[Image point grounding data]
★ ★ ★ ★
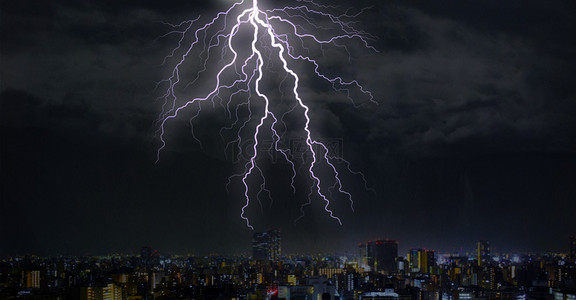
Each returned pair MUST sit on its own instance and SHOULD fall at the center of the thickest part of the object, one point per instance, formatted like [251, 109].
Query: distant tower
[573, 248]
[379, 255]
[385, 253]
[266, 245]
[483, 253]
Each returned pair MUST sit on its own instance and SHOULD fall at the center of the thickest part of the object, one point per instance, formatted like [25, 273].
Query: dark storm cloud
[474, 132]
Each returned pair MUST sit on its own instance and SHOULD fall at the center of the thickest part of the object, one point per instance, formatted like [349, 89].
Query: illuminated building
[385, 253]
[266, 245]
[420, 260]
[573, 248]
[483, 253]
[108, 292]
[379, 255]
[33, 279]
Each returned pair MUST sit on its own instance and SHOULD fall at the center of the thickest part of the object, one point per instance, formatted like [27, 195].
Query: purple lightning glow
[277, 39]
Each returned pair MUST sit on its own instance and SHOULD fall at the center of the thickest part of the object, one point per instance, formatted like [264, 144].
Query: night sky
[474, 136]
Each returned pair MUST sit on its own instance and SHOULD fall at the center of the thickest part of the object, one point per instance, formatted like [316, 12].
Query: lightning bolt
[275, 36]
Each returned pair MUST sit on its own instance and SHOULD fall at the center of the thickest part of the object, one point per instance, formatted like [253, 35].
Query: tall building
[108, 292]
[379, 255]
[573, 248]
[33, 279]
[420, 260]
[266, 245]
[483, 253]
[385, 253]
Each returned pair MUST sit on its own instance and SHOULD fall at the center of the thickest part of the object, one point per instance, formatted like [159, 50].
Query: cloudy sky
[473, 137]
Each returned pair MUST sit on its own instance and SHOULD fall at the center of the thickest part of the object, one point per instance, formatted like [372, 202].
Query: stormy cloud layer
[474, 135]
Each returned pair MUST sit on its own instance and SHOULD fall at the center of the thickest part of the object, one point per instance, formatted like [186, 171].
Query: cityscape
[377, 271]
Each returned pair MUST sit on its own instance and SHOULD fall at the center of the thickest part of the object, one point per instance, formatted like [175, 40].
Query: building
[379, 255]
[483, 253]
[33, 279]
[385, 253]
[573, 248]
[266, 245]
[420, 260]
[108, 292]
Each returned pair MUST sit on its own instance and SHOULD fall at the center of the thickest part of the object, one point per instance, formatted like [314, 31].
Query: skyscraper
[385, 253]
[420, 260]
[573, 248]
[483, 253]
[266, 245]
[379, 255]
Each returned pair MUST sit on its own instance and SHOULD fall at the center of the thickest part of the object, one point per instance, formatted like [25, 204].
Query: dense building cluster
[377, 272]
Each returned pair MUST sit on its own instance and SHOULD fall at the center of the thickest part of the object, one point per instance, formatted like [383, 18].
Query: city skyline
[473, 137]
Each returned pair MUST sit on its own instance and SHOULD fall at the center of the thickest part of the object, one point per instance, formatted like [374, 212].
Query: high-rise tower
[266, 245]
[483, 253]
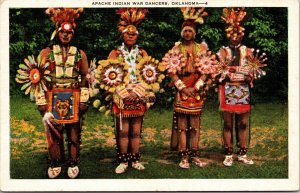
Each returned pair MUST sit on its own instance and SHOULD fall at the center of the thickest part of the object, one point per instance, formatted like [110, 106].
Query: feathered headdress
[130, 18]
[64, 18]
[191, 17]
[234, 18]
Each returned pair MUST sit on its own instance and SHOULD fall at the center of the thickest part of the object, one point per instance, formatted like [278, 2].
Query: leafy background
[97, 35]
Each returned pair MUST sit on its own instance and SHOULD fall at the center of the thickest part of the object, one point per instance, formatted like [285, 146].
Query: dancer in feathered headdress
[237, 67]
[131, 78]
[189, 64]
[67, 95]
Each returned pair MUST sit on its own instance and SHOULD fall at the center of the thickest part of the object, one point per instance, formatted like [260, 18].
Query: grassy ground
[268, 148]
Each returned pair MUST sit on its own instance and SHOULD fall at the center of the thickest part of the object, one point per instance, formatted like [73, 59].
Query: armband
[84, 94]
[40, 99]
[180, 85]
[200, 83]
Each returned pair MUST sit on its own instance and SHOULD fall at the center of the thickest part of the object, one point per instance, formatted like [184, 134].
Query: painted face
[130, 38]
[65, 37]
[235, 40]
[188, 34]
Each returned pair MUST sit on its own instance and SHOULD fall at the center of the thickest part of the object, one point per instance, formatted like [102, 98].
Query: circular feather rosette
[150, 73]
[110, 74]
[206, 63]
[255, 63]
[34, 76]
[173, 61]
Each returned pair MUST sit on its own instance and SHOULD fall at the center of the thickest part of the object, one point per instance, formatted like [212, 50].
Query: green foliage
[96, 33]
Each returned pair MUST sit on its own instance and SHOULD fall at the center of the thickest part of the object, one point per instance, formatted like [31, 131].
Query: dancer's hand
[42, 109]
[132, 97]
[83, 107]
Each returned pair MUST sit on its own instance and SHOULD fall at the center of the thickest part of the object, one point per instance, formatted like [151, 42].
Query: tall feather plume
[130, 16]
[190, 13]
[60, 15]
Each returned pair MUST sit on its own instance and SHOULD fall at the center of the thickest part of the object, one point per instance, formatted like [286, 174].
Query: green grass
[268, 148]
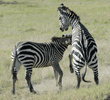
★ ★ ★ ★
- Task prompt -
Looking at the data above, write out exactly the lines that start at the one containing "Query: cloudy sky" and end at the one containing "like [186, 171]."; include both and nothing beyond.

- Exercise solution -
Query: cloudy sky
[473, 137]
Each returned pair MUST sit on its own instance and SHOULD fall at the center of the thickest part of the object, one point per instance, formatted like [372, 202].
Query: stormy cloud layer
[474, 135]
Each returned pair MUST sit on its own instance and SHOULD fall at the center of the thickest part of the object, one point per instance, formatted like [186, 171].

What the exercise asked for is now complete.